TASK DESCRIPTION: Begin the reply with the line containing "Query: index finger" and end it with the final line of the listing, reproducing every line between exactly and adding nothing.

● ● ● ● ● ● ●

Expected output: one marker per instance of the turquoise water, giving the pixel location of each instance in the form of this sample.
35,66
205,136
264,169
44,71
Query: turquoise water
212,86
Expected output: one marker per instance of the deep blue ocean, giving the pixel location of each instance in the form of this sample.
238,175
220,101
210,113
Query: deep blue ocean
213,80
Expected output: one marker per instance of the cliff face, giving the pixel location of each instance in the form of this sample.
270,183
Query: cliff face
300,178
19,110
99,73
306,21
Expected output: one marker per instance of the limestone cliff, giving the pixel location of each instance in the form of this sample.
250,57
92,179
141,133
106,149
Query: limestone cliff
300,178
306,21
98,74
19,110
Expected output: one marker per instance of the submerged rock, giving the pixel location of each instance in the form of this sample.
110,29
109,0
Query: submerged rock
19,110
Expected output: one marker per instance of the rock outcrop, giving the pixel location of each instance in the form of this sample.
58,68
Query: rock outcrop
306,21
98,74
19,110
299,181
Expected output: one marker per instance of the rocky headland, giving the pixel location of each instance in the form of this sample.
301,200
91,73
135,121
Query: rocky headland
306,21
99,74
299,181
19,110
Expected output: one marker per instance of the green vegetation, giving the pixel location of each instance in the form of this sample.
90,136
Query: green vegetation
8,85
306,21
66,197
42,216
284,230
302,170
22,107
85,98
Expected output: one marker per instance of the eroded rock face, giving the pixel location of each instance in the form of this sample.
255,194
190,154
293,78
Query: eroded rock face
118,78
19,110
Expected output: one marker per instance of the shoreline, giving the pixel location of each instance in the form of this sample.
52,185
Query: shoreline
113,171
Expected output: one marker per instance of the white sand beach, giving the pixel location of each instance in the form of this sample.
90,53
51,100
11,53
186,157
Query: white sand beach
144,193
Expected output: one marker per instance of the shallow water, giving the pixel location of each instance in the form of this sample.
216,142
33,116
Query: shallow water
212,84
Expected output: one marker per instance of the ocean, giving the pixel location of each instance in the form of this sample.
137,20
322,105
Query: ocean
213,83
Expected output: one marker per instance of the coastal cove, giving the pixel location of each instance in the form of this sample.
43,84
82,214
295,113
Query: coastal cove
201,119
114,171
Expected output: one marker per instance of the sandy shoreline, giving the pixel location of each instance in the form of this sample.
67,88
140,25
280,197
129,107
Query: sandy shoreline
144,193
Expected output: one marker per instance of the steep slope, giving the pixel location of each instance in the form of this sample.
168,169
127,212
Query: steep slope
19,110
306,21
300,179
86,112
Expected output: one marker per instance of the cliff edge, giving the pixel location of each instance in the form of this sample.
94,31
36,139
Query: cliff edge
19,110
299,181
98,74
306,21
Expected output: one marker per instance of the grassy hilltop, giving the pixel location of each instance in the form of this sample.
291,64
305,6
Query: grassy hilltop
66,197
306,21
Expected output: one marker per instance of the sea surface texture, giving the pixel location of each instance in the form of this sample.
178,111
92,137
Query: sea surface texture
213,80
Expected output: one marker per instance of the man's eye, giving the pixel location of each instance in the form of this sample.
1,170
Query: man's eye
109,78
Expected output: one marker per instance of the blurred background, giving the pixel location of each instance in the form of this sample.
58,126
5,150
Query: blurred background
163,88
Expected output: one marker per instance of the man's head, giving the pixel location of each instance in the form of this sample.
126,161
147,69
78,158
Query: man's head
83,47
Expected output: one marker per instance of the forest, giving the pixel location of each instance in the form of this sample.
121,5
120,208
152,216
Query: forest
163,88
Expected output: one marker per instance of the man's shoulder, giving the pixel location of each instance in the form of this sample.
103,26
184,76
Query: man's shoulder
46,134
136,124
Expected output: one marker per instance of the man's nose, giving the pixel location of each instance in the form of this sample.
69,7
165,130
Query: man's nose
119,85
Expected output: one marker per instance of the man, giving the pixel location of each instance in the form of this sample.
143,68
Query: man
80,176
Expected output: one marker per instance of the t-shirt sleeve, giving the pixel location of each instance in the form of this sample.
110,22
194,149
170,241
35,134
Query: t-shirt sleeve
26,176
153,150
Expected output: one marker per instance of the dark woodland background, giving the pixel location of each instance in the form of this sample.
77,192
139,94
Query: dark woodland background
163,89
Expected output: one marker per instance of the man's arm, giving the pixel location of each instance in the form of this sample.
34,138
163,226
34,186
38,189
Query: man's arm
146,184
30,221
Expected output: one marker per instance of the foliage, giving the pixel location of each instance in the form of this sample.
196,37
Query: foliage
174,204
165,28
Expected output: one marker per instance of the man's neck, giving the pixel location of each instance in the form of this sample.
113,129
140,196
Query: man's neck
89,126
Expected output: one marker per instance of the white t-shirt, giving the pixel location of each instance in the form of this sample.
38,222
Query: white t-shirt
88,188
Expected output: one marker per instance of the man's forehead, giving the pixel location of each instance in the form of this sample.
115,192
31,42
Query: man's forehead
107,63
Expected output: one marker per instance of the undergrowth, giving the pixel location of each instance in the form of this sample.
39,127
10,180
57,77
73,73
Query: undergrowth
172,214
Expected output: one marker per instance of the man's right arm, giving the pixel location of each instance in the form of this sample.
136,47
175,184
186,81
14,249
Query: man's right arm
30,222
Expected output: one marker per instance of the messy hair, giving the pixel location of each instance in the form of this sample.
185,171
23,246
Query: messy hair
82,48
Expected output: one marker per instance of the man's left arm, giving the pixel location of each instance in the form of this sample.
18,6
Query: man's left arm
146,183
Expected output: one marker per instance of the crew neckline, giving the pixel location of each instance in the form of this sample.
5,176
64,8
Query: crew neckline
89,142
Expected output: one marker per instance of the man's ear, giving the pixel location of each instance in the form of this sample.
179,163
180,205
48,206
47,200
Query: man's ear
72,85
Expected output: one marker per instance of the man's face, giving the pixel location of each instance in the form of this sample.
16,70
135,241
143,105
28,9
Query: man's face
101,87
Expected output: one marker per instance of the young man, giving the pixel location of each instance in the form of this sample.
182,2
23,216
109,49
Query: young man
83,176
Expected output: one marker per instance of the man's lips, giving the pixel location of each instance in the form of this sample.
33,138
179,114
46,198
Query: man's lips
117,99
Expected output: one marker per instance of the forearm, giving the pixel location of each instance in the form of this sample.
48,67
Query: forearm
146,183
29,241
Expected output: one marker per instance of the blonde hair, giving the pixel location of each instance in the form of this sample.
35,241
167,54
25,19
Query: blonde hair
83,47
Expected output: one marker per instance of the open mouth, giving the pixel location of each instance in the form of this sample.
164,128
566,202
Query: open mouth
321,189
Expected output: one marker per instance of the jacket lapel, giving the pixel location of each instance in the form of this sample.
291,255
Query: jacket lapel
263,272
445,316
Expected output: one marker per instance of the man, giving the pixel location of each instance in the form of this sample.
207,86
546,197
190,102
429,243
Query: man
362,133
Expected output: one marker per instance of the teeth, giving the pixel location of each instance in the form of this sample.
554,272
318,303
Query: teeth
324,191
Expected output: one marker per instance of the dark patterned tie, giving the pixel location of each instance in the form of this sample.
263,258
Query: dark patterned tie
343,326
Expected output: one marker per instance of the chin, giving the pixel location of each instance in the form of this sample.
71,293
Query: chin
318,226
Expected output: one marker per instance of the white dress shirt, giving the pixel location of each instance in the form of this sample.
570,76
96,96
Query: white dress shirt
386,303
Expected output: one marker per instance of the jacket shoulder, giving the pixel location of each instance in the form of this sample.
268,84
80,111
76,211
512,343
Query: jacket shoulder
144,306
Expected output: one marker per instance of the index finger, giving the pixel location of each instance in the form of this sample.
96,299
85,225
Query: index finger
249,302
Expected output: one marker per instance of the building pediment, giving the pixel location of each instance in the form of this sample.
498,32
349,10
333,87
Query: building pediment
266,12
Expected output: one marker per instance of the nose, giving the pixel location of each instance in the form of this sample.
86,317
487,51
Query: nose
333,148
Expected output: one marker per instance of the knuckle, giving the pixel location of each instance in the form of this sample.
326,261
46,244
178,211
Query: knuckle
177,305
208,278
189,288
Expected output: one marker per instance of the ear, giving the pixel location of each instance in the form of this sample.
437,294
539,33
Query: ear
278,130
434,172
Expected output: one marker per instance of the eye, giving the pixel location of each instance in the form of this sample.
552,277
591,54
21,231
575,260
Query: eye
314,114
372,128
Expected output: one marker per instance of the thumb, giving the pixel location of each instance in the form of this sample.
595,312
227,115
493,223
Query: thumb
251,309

● ● ● ● ● ● ●

TASK RESULT:
Query: index finger
249,302
Expected output: one marker per instance of the building pediment, giving the pixel location of each instance in the form of this sample.
498,32
349,10
333,87
Query: building pediment
266,12
Expected output: one marker per instance of the nose, giving the pixel location of each instance in the form of this sample.
86,317
487,51
Query: nose
333,148
Expected output: one marker per instance of the knuckle, giving the pixel location of each instance in the form of this sample.
326,261
46,244
178,211
Query: knuckle
177,305
208,278
189,288
Expected output: one marker per instance of the ear, giving the pixel location of each instance in the form of this sample.
437,294
539,33
Query: ear
278,130
434,172
Expected output: one marker per instance of the eye, giving the pixel location of each instance in the form of this sample.
552,277
591,54
21,231
575,260
Query: eye
314,114
372,128
Expected output: one marker per instance of the thumb, giving the pixel location of each instance in the form of this sample.
595,312
227,115
493,223
Query: thumb
251,309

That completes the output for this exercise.